▸ Job
Extract every line of the rows below verbatim, leaving out the pictures.

▸ Data for the task

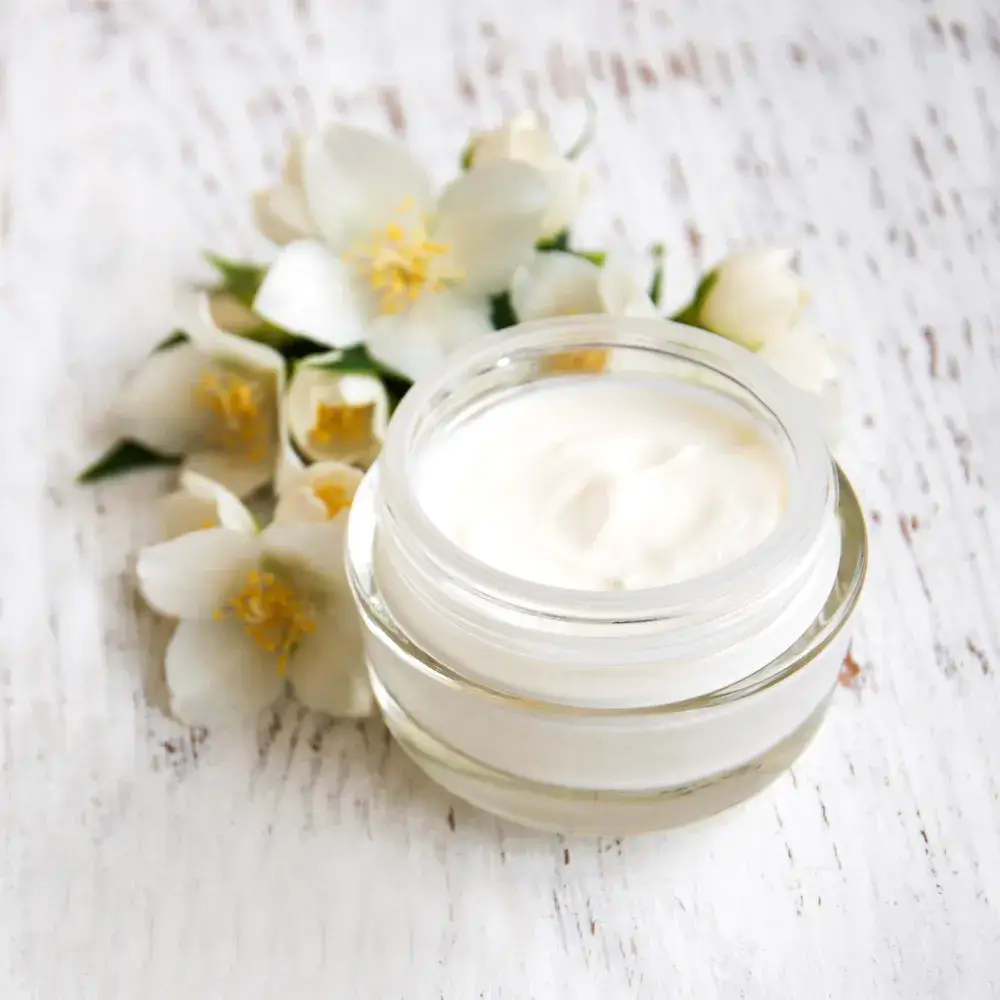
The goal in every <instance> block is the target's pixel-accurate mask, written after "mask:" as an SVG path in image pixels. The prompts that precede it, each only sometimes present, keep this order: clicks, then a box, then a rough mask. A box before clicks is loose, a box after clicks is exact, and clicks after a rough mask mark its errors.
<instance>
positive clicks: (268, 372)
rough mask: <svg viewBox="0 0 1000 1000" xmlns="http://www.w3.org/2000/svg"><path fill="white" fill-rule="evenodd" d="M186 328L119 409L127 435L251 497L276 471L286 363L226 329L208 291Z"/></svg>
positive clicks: (136, 387) (216, 480)
mask: <svg viewBox="0 0 1000 1000" xmlns="http://www.w3.org/2000/svg"><path fill="white" fill-rule="evenodd" d="M189 312H190V316H189V318H188V320H187V321H186V322H185V323H184V324H183V325H182V329H183V330H184V331H185V333H187V334H188V337H189V338H190V340H189V341H187V342H183V343H180V344H177V345H175V346H173V347H170V348H166V349H164V350H160V351H156V352H155V353H154V354H152V355H150V357H149V358H148V359H147V360H146V361H145V362H144V363H143V366H142V367H141V368H140V369H139V371H138V372H137V373H136V374H135V375H134V376H133V378H132V379H131V380H130V381H129V383H128V384H127V385H126V387H125V390H124V391H123V393H122V394H121V396H120V398H119V399H118V402H117V404H116V406H115V412H116V416H117V418H118V422H119V424H120V427H121V431H122V435H123V436H124V437H128V438H132V439H134V440H136V441H139V442H141V443H142V444H145V445H147V446H148V447H150V448H152V449H154V450H156V451H159V452H163V453H165V454H168V455H184V456H186V459H185V462H184V468H185V469H189V470H191V471H194V472H199V473H201V474H202V475H204V476H207V477H208V478H209V479H212V480H214V481H215V482H218V483H221V484H222V485H224V486H226V487H227V488H228V489H230V490H232V491H233V492H234V493H236V494H237V495H239V496H247V495H248V494H250V493H253V492H254V491H255V490H257V489H258V488H259V487H261V486H263V485H264V484H265V483H266V482H268V481H269V480H270V479H271V477H272V475H273V474H274V465H275V456H276V453H277V452H276V449H277V443H278V417H277V400H278V398H279V396H280V394H281V392H282V388H283V384H284V361H283V359H282V357H281V355H280V354H278V353H277V351H274V350H272V349H271V348H270V347H266V346H265V345H263V344H257V343H254V342H252V341H249V340H244V339H242V338H240V337H237V336H234V335H233V334H229V333H224V332H223V331H222V330H220V329H219V328H218V327H217V326H215V324H214V323H213V322H212V320H211V318H210V316H209V305H208V298H207V296H204V295H201V296H199V297H198V299H197V300H196V301H195V302H194V303H192V308H191V309H190V310H189Z"/></svg>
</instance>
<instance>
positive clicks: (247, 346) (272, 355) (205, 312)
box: [179, 292, 284, 374]
mask: <svg viewBox="0 0 1000 1000" xmlns="http://www.w3.org/2000/svg"><path fill="white" fill-rule="evenodd" d="M179 312H180V314H181V329H182V330H184V331H185V332H186V333H187V334H188V336H189V337H190V338H191V343H192V344H194V346H195V347H197V348H198V349H199V350H201V351H202V352H203V353H204V354H209V355H211V356H212V357H213V358H219V359H222V360H226V361H232V362H234V363H235V364H237V365H238V366H240V367H241V368H246V369H248V370H250V371H262V372H273V373H275V374H277V373H280V372H283V371H284V361H283V359H282V357H281V355H280V354H279V353H278V352H277V351H276V350H275V349H274V348H273V347H268V346H267V344H259V343H257V342H256V341H253V340H247V339H246V338H245V337H239V336H236V335H235V334H232V333H227V332H226V331H225V330H220V329H219V327H218V326H216V324H215V320H214V319H213V316H212V300H211V298H210V297H209V296H208V295H207V294H206V293H205V292H199V293H197V294H195V295H189V296H185V298H184V299H183V300H182V301H181V304H180V307H179Z"/></svg>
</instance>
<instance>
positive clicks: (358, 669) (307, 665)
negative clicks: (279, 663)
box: [288, 592, 372, 718]
mask: <svg viewBox="0 0 1000 1000" xmlns="http://www.w3.org/2000/svg"><path fill="white" fill-rule="evenodd" d="M288 679H289V680H290V681H291V683H292V687H293V688H294V689H295V694H296V695H297V696H298V699H299V701H301V702H302V703H303V704H304V705H306V706H308V707H309V708H312V709H315V710H316V711H318V712H326V713H327V714H328V715H332V716H334V718H360V717H364V716H367V715H371V712H372V691H371V686H370V685H369V683H368V670H367V668H366V666H365V654H364V646H363V644H362V641H361V620H360V619H359V617H358V612H357V609H356V608H355V607H354V603H353V601H352V600H351V598H350V595H349V594H347V593H346V592H345V593H343V594H341V595H339V599H338V600H336V601H335V602H334V603H333V604H332V605H331V606H329V607H328V608H327V613H326V614H325V615H324V616H323V618H321V619H320V621H319V623H318V625H317V628H316V631H315V632H312V633H311V634H309V635H307V636H305V638H304V639H302V641H301V642H300V643H299V645H298V647H297V648H296V650H295V652H294V654H293V655H292V662H291V664H290V665H289V668H288Z"/></svg>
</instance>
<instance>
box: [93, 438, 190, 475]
mask: <svg viewBox="0 0 1000 1000" xmlns="http://www.w3.org/2000/svg"><path fill="white" fill-rule="evenodd" d="M180 461H181V460H180V457H179V456H178V455H163V454H161V453H160V452H158V451H153V450H152V449H150V448H147V447H146V446H145V445H143V444H139V442H138V441H129V440H124V441H119V442H118V444H116V445H114V446H113V447H112V448H111V449H110V450H109V451H108V452H107V453H106V454H104V455H103V456H102V457H101V458H99V459H98V460H97V461H96V462H94V463H93V464H92V465H89V466H87V468H86V469H84V470H83V472H81V473H80V475H78V476H77V477H76V481H77V482H78V483H80V484H83V485H87V484H90V483H98V482H100V481H101V480H102V479H110V478H112V477H113V476H121V475H124V474H125V473H126V472H136V471H138V470H139V469H151V468H155V467H157V466H159V467H163V466H168V465H179V464H180Z"/></svg>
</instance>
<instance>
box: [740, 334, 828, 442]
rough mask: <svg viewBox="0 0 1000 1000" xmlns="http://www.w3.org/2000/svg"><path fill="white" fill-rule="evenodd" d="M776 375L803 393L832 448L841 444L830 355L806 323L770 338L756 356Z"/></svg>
mask: <svg viewBox="0 0 1000 1000" xmlns="http://www.w3.org/2000/svg"><path fill="white" fill-rule="evenodd" d="M757 353H758V355H759V357H761V358H762V359H763V360H764V361H766V362H767V363H768V364H769V365H770V366H771V367H772V368H773V369H774V370H775V371H776V372H778V374H779V375H782V376H784V377H785V378H786V379H787V380H788V381H789V382H791V383H792V385H794V386H795V387H796V388H797V389H801V390H802V391H803V393H804V394H805V395H804V397H803V398H804V400H805V401H806V402H807V403H808V405H809V406H811V407H812V408H813V410H814V412H815V415H816V418H817V419H818V420H819V422H820V424H821V425H822V427H823V432H824V434H825V435H826V439H827V441H828V442H829V443H830V445H831V446H833V445H836V443H837V442H838V441H839V440H840V437H841V432H842V426H841V424H842V417H843V414H842V412H841V398H840V386H839V384H838V382H837V365H836V362H835V361H834V357H833V352H832V351H831V350H830V348H829V346H828V345H827V344H826V342H825V341H824V340H823V338H822V337H821V336H820V335H819V333H818V332H817V331H816V329H815V328H814V327H813V326H811V325H810V324H809V323H806V322H804V321H803V322H800V323H799V324H798V325H796V326H794V327H792V329H790V330H786V331H785V332H783V333H781V334H779V335H777V336H774V337H769V338H768V339H767V341H765V343H764V346H763V347H762V348H761V349H760V350H759V351H758V352H757Z"/></svg>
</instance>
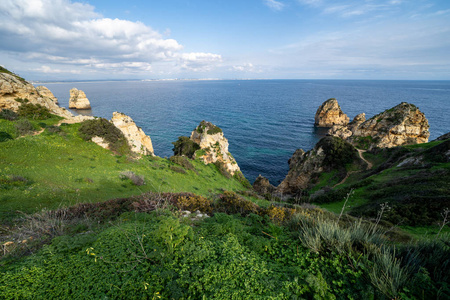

▸ Written solution
The goal in every <instance> block is the target's pixel-accurate mask, written after "mask:" as an SVG path in image pixels. The prompts that precede it, each only sometimes present, keep this order: clicks, then a box, then a rough mask. A box before clicks is loose, a box after clicks is exact, and clicks after a rough mask mark its errors.
<instance>
positive clicks: (268, 372)
rough mask: <svg viewBox="0 0 1000 1000" xmlns="http://www.w3.org/2000/svg"><path fill="white" fill-rule="evenodd" d="M186 328L119 409L127 435L251 497L276 471L286 363L226 329L208 291Z"/></svg>
positive clicks: (136, 387) (216, 480)
mask: <svg viewBox="0 0 1000 1000" xmlns="http://www.w3.org/2000/svg"><path fill="white" fill-rule="evenodd" d="M189 312H190V316H189V318H188V320H187V321H186V322H185V323H184V324H183V325H182V329H183V330H184V331H185V333H187V334H188V337H189V338H190V340H189V341H187V342H183V343H180V344H177V345H175V346H173V347H170V348H166V349H164V350H160V351H156V352H155V353H154V354H152V355H150V357H149V358H148V359H147V360H146V361H145V362H144V363H143V366H142V367H141V368H140V369H139V371H138V372H137V373H136V374H135V375H134V376H133V378H132V379H131V380H130V381H129V383H128V384H127V385H126V387H125V390H124V391H123V393H122V394H121V396H120V398H119V399H118V402H117V404H116V406H115V412H116V416H117V418H118V422H119V424H120V427H121V431H122V435H123V436H124V437H128V438H132V439H134V440H136V441H139V442H141V443H142V444H145V445H147V446H148V447H150V448H152V449H154V450H156V451H159V452H163V453H165V454H168V455H184V456H186V459H185V462H184V468H185V469H189V470H191V471H194V472H199V473H201V474H202V475H204V476H207V477H208V478H209V479H212V480H214V481H215V482H218V483H221V484H222V485H224V486H226V487H227V488H228V489H230V490H232V491H233V492H234V493H236V494H237V495H239V496H247V495H248V494H250V493H253V492H254V491H255V490H257V489H258V488H259V487H261V486H263V485H264V484H265V483H266V482H268V481H269V480H270V479H271V477H272V475H273V474H274V465H275V456H276V453H277V452H276V449H277V443H278V417H277V400H278V398H279V396H280V394H281V392H282V388H283V384H284V361H283V359H282V357H281V355H280V354H278V353H277V351H274V350H272V349H271V348H270V347H266V346H265V345H263V344H257V343H254V342H252V341H249V340H244V339H242V338H240V337H237V336H234V335H233V334H229V333H224V332H223V331H222V330H220V329H219V328H218V327H217V326H215V324H214V323H213V322H212V320H211V318H210V316H209V305H208V298H207V296H204V295H201V296H199V297H198V299H197V300H196V301H195V302H194V303H192V308H191V309H190V310H189Z"/></svg>
</instance>
<instance>
positive clicks: (247, 346) (272, 355) (205, 312)
box: [179, 292, 284, 374]
mask: <svg viewBox="0 0 1000 1000" xmlns="http://www.w3.org/2000/svg"><path fill="white" fill-rule="evenodd" d="M179 312H180V314H181V329H182V330H184V331H185V332H186V333H187V334H188V336H189V337H190V338H191V343H192V344H194V346H195V347H197V348H198V349H199V350H201V351H202V352H203V353H204V354H209V355H211V356H212V357H213V358H219V359H222V360H226V361H232V362H234V363H235V364H237V365H238V366H240V367H241V368H246V369H248V370H250V371H262V372H273V373H275V374H277V373H280V372H283V371H284V361H283V359H282V357H281V355H280V354H279V353H278V352H277V351H276V350H275V349H274V348H273V347H268V346H267V344H259V343H257V342H256V341H253V340H247V339H246V338H245V337H239V336H236V335H235V334H232V333H227V332H226V331H225V330H220V329H219V327H218V326H216V324H215V320H214V319H213V316H212V300H211V298H210V297H209V296H208V295H207V294H206V293H205V292H199V293H197V294H195V295H189V296H185V298H184V299H183V300H182V301H181V304H180V307H179Z"/></svg>
</instance>
<instance>
positive clicks: (358, 669) (307, 665)
negative clicks: (279, 663)
box: [288, 592, 372, 718]
mask: <svg viewBox="0 0 1000 1000" xmlns="http://www.w3.org/2000/svg"><path fill="white" fill-rule="evenodd" d="M288 679H289V680H290V681H291V683H292V687H293V688H294V689H295V694H296V695H297V696H298V699H299V701H301V702H302V703H303V704H304V705H306V706H308V707H309V708H312V709H315V710H316V711H318V712H326V713H327V714H328V715H332V716H334V718H360V717H364V716H367V715H371V712H372V691H371V686H370V685H369V683H368V670H367V668H366V666H365V654H364V646H363V644H362V641H361V620H360V619H359V617H358V612H357V609H356V608H355V607H354V603H353V601H352V600H351V598H350V595H349V594H347V593H346V592H345V593H343V594H341V595H339V599H338V600H336V601H335V602H334V603H333V604H332V605H331V606H329V607H328V608H327V613H326V614H325V615H324V616H323V618H321V619H320V621H319V623H318V625H317V628H316V631H315V632H312V633H311V634H309V635H307V636H305V638H304V639H302V641H301V642H300V643H299V645H298V647H297V648H296V650H295V652H294V654H293V655H292V662H291V664H290V665H289V668H288Z"/></svg>
</instance>
<instance>
box: [93, 438, 190, 475]
mask: <svg viewBox="0 0 1000 1000" xmlns="http://www.w3.org/2000/svg"><path fill="white" fill-rule="evenodd" d="M180 461H181V460H180V457H179V456H178V455H163V454H161V453H160V452H158V451H153V450H152V449H150V448H147V447H146V446H145V445H143V444H139V442H138V441H129V440H124V441H119V442H118V444H116V445H114V446H113V447H112V448H111V449H110V450H109V451H108V452H107V453H106V454H104V455H103V456H102V457H101V458H99V459H98V460H97V461H96V462H94V463H93V464H92V465H89V466H87V468H86V469H84V470H83V472H81V473H80V475H78V476H77V477H76V481H77V482H78V483H80V484H83V485H87V484H90V483H98V482H100V481H101V480H102V479H110V478H112V477H113V476H121V475H124V474H125V473H126V472H136V471H138V470H139V469H151V468H155V467H157V466H159V467H163V466H168V465H179V464H180Z"/></svg>
</instance>
<instance>
box: [740, 334, 828, 442]
rough mask: <svg viewBox="0 0 1000 1000" xmlns="http://www.w3.org/2000/svg"><path fill="white" fill-rule="evenodd" d="M776 375L803 393L832 448L841 444L830 355L806 323L770 338L756 356Z"/></svg>
mask: <svg viewBox="0 0 1000 1000" xmlns="http://www.w3.org/2000/svg"><path fill="white" fill-rule="evenodd" d="M757 353H758V355H759V357H761V358H762V359H763V360H764V361H766V362H767V363H768V364H769V365H770V366H771V367H772V368H773V369H774V370H775V371H776V372H778V374H779V375H782V376H784V377H785V378H786V379H787V380H788V381H789V382H791V383H792V385H794V386H795V387H796V388H797V389H801V390H802V391H803V393H804V394H805V395H804V397H803V398H804V400H805V401H806V402H807V403H808V405H809V406H811V407H812V408H813V410H814V412H815V415H816V418H817V419H818V420H819V422H820V424H821V425H822V427H823V432H824V434H825V435H826V439H827V441H828V442H829V443H830V445H831V446H833V445H836V443H837V442H838V441H839V440H840V437H841V432H842V426H841V424H842V417H843V414H842V412H841V398H840V386H839V384H838V382H837V365H836V362H835V361H834V357H833V352H832V351H831V350H830V348H829V346H828V345H827V344H826V342H825V341H824V340H823V338H822V337H821V336H820V335H819V333H818V332H817V331H816V329H815V328H814V327H813V326H811V325H810V324H809V323H806V322H804V321H803V322H800V323H799V324H798V325H796V326H794V327H792V329H790V330H786V331H785V332H783V333H781V334H779V335H777V336H774V337H769V338H768V339H767V341H765V343H764V346H763V347H762V348H761V349H760V350H759V351H758V352H757Z"/></svg>
</instance>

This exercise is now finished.